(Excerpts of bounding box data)
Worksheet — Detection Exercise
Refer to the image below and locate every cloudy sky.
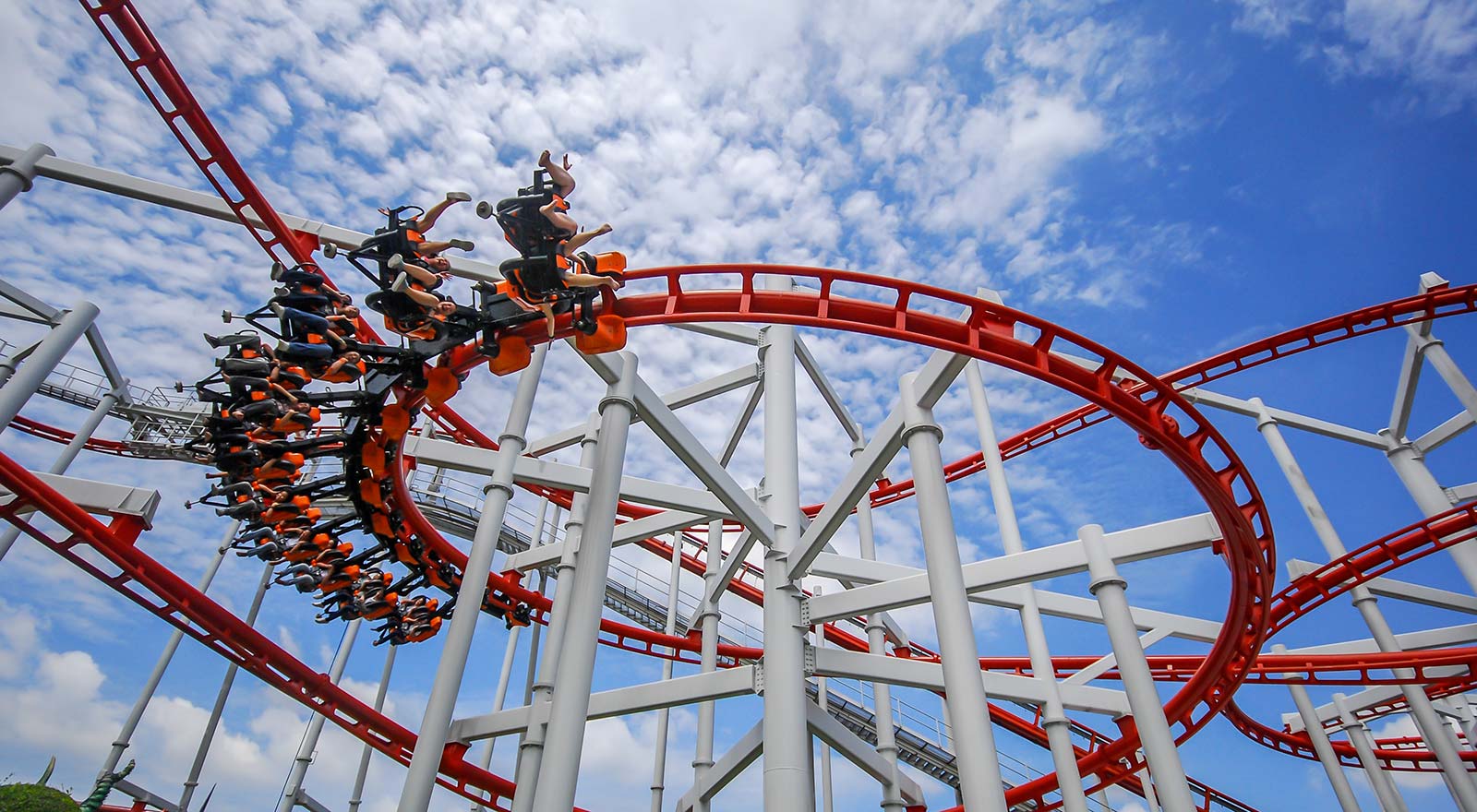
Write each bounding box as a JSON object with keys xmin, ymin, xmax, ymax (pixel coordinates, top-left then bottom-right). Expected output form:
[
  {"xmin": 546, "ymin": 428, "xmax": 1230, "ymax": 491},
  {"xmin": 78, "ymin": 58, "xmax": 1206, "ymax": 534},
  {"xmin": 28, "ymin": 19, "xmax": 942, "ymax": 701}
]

_PROBLEM TO WORK ON_
Reproduce the lines of the records above word for word, leaving out the pictures.

_REPLY TO THE TASK_
Worksheet — Detection Exercise
Refer to the image below and locate every cloudy sky.
Write each bounding box as a JSON object with keys xmin, ymin, xmax, ymax (pixel coordinates, top-left then bottom-right). Expected output form:
[
  {"xmin": 546, "ymin": 428, "xmax": 1230, "ymax": 491},
  {"xmin": 78, "ymin": 58, "xmax": 1206, "ymax": 534},
  {"xmin": 28, "ymin": 19, "xmax": 942, "ymax": 701}
]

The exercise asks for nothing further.